Goal
Copy out the items again, starting with the line that contains "For the image shown here, identify where the dark" and going on through the line that contains "[360,174,560,191]", with both of those lines included.

Provided records
======

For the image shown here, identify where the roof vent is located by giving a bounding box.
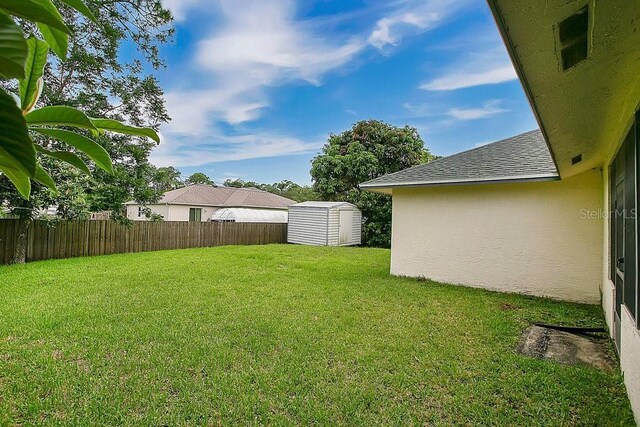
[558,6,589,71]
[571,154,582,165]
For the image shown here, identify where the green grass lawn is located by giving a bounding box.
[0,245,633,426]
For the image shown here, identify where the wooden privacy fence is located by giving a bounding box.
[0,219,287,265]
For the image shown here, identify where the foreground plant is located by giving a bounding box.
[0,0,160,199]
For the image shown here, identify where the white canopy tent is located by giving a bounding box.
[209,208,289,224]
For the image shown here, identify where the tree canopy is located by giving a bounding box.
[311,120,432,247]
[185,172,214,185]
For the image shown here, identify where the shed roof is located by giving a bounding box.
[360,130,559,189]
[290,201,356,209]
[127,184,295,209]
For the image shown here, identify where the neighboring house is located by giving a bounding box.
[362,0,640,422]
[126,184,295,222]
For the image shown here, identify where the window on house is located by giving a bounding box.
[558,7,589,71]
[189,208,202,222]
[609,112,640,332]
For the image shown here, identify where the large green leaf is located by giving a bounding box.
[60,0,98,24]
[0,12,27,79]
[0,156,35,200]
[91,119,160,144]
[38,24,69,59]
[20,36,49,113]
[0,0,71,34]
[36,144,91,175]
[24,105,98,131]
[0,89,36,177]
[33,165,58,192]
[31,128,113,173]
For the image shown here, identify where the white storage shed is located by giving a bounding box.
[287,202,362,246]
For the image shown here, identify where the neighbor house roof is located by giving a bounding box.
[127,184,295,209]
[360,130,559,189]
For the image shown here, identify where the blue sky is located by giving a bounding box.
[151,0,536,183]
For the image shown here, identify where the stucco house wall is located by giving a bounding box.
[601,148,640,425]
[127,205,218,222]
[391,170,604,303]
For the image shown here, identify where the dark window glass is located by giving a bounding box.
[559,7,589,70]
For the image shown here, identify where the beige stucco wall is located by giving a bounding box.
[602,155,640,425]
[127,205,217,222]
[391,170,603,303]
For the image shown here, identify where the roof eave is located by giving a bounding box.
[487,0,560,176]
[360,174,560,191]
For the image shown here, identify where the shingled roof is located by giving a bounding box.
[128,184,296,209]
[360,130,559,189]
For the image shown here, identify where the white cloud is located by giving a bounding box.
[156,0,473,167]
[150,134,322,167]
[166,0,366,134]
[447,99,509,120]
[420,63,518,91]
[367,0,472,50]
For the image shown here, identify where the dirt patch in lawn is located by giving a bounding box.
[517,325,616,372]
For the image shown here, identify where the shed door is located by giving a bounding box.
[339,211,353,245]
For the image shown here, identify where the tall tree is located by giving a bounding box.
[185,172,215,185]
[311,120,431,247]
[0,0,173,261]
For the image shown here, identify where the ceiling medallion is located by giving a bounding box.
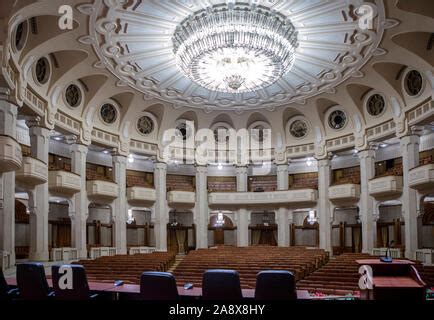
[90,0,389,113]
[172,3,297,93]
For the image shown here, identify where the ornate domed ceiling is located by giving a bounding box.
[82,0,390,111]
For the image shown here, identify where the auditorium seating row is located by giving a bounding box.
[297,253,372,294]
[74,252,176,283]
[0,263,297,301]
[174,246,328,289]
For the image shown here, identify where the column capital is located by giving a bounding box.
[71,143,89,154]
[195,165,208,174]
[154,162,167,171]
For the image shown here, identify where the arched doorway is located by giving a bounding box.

======

Exercise answer
For the image shown here, identify where the dark window glass is located by giving a bounding box.
[559,7,589,70]
For the image shown here, identify where the beige stucco wall is located by giving a bounding box.
[602,155,640,425]
[127,205,217,222]
[391,170,603,303]
For the image shown here, identify where the roof eave is located by giving a bounding box.
[487,0,560,176]
[360,174,560,191]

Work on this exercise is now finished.